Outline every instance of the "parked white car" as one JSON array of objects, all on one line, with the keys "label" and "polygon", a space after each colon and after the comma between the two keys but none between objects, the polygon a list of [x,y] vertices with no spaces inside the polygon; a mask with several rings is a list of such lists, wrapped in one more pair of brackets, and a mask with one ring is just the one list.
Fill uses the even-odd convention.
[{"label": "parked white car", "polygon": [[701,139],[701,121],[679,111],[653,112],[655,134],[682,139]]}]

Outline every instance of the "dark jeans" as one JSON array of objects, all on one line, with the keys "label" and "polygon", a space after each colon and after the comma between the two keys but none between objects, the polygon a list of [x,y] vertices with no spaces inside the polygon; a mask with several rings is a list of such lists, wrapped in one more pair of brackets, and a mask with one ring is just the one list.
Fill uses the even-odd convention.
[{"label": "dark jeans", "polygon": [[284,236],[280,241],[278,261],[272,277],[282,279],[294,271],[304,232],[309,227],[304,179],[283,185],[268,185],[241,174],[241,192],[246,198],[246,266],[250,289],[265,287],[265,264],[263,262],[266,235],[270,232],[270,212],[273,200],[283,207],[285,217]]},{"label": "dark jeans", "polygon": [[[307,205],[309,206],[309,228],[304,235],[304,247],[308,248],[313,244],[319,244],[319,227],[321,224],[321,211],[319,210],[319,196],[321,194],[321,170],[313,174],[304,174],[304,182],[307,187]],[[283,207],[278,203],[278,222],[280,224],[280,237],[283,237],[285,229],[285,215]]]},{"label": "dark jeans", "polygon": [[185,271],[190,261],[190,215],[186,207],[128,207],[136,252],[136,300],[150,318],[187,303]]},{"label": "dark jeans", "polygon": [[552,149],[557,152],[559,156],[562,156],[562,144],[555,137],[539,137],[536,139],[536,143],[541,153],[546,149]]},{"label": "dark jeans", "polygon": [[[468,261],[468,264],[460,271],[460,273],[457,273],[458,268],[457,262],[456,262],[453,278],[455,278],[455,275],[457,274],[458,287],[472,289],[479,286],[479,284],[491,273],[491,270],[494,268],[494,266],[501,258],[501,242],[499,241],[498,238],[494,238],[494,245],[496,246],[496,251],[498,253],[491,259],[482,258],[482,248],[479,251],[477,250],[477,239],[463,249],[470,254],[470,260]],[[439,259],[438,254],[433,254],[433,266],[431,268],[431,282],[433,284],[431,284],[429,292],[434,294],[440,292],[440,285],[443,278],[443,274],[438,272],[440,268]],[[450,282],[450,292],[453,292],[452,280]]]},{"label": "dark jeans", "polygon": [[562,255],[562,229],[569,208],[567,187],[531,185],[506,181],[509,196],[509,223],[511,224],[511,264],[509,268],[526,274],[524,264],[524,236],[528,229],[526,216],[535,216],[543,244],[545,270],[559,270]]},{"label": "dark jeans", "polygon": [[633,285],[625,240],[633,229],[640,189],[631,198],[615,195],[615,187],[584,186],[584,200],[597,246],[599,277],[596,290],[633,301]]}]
★ ★ ★
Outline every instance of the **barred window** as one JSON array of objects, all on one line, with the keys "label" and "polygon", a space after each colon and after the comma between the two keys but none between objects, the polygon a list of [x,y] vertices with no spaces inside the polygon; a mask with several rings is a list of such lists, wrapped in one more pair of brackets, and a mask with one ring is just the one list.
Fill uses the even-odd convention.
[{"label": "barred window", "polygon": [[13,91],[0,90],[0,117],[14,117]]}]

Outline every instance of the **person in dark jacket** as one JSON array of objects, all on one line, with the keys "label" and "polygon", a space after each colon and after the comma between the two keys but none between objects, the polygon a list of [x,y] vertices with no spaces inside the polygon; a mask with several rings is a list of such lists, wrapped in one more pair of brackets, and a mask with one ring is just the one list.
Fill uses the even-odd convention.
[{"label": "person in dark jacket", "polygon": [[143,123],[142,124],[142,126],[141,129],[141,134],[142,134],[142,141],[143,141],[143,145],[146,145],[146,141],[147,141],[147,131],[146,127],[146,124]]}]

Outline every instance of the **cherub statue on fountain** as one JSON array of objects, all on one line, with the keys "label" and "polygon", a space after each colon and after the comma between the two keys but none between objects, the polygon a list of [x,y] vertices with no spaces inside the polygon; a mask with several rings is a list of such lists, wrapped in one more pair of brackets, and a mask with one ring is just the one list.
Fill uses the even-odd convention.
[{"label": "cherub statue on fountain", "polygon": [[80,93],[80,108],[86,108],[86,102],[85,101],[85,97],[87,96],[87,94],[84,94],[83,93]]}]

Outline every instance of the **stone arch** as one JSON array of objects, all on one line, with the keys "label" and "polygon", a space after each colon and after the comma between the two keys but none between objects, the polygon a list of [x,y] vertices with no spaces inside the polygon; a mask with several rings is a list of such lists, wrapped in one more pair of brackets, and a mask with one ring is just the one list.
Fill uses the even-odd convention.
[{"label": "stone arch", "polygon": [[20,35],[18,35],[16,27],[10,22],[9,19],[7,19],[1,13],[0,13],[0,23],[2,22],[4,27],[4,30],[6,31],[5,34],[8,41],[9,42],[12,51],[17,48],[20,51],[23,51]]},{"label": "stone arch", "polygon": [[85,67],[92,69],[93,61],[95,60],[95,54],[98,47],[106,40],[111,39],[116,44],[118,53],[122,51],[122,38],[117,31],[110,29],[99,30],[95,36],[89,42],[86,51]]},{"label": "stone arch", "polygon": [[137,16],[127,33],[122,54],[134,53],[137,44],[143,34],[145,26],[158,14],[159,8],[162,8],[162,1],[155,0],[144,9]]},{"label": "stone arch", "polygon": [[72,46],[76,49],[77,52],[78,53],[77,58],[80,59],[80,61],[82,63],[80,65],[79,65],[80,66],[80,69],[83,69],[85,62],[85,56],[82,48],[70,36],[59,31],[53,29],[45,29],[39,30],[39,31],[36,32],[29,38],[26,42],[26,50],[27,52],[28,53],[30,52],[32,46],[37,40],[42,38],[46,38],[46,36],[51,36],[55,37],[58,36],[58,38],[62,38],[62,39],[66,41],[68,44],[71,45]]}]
★ ★ ★
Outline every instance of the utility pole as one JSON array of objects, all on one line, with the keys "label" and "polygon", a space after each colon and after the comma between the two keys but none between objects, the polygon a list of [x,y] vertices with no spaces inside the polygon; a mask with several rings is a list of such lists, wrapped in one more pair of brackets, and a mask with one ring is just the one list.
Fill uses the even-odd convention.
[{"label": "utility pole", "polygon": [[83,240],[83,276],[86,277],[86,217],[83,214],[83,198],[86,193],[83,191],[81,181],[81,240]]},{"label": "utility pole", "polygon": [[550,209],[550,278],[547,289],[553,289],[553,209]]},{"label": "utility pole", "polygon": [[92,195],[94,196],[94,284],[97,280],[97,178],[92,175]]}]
★ ★ ★
§ QUÉ SE PIDE: Extrae de los datos todas las líneas donde aparezca la palabra "statue" y cópialas.

§ RESPUESTA:
Outline every instance of the **cherub statue on fountain** as one JSON array of objects, all on one line, with the keys "label" and "polygon", a space after each colon and after the comma between the two keys but none between objects, the polygon a list of [x,y] vertices with no spaces inside the polygon; a mask with several rings is a list of such lists, wrapped in one more pair of brackets, and a mask with one ring is just the one list.
[{"label": "cherub statue on fountain", "polygon": [[80,93],[80,108],[86,108],[86,102],[85,101],[85,97],[87,96],[87,94],[84,94],[83,93]]}]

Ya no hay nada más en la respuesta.